### [Assignment]
Below are the entries; tally the lines holding the string "rough" and give only that figure.

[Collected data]
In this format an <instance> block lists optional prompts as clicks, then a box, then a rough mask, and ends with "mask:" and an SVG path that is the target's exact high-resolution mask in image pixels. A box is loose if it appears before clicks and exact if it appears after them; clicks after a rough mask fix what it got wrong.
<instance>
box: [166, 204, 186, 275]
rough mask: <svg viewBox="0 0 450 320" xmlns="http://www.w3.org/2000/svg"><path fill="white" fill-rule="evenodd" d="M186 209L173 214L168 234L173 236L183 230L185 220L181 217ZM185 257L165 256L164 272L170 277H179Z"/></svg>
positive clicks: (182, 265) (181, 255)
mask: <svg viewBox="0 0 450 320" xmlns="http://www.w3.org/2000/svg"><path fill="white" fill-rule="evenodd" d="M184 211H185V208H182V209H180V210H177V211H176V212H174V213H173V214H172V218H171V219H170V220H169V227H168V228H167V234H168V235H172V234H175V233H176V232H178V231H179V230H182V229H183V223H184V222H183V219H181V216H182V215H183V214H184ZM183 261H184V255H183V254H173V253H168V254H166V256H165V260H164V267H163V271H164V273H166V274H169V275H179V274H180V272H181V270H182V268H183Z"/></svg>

### [Output of the task]
2